- Opening Delimiter -

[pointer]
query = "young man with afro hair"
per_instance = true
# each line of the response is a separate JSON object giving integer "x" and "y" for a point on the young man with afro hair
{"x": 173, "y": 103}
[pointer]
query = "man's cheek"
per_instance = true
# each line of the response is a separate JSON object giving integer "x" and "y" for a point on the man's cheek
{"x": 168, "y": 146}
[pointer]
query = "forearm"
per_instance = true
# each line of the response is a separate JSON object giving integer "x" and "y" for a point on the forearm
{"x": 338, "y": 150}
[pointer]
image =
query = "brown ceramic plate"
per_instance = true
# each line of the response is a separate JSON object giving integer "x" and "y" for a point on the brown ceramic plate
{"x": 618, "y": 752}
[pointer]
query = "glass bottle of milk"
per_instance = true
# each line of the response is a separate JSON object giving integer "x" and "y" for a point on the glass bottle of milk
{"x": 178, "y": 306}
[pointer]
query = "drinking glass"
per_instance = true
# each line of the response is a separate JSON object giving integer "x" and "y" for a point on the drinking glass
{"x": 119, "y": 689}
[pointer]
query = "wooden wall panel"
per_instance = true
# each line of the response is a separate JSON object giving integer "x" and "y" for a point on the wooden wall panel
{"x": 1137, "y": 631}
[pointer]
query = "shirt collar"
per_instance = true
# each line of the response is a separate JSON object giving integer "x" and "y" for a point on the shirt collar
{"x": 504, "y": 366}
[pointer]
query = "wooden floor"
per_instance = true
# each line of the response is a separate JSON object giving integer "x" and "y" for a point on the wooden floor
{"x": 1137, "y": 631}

- Closing Delimiter -

Aim of the task ->
Set down every entry exactly as given.

Problem solution ->
[pointer]
query = "young man with afro hair"
per_instance = true
# each line of the response is a separate JSON object giving integer "x" and "y" for a point on the young man with afro hair
{"x": 173, "y": 103}
[pointer]
query = "man's cheek"
per_instance = true
# each line of the response is a separate JSON object giving integer "x" and "y" for a point on the man's cheek
{"x": 168, "y": 146}
[pointer]
query = "forearm"
per_instance = true
# each line of the response is a separate JSON object giving integer "x" and "y" for a point on the forearm
{"x": 338, "y": 150}
[pointer]
image =
query = "brown ceramic plate"
per_instance = true
# each line of the response is a separate JSON object giving integer "x" and "y" for a point on the brown ceramic plate
{"x": 618, "y": 752}
[pointer]
query = "glass bottle of milk"
per_instance = true
# each line of the response is a separate JSON object giving integer "x" and "y" for a point on the glass bottle of milk
{"x": 178, "y": 306}
[pointer]
query = "drinking glass"
per_instance = true
# each line of the response is a separate JSON object giving integer "x" and "y" for a point on the drinking glass
{"x": 119, "y": 689}
[pointer]
query = "wooden wall panel"
per_instance = true
# each line of the response is a separate JSON object giving integer "x" and "y" for a point on the wooden wall panel
{"x": 1137, "y": 631}
[pointer]
query = "shirt collar"
per_instance = true
# each line of the response is a separate JSON object giving integer "x" and "y" for a point on the shirt collar
{"x": 504, "y": 366}
[pointer]
query = "wooden floor"
per_instance = true
# each line of the response is a separate JSON object giving integer "x" and "y" for a point on the wooden floor
{"x": 1137, "y": 631}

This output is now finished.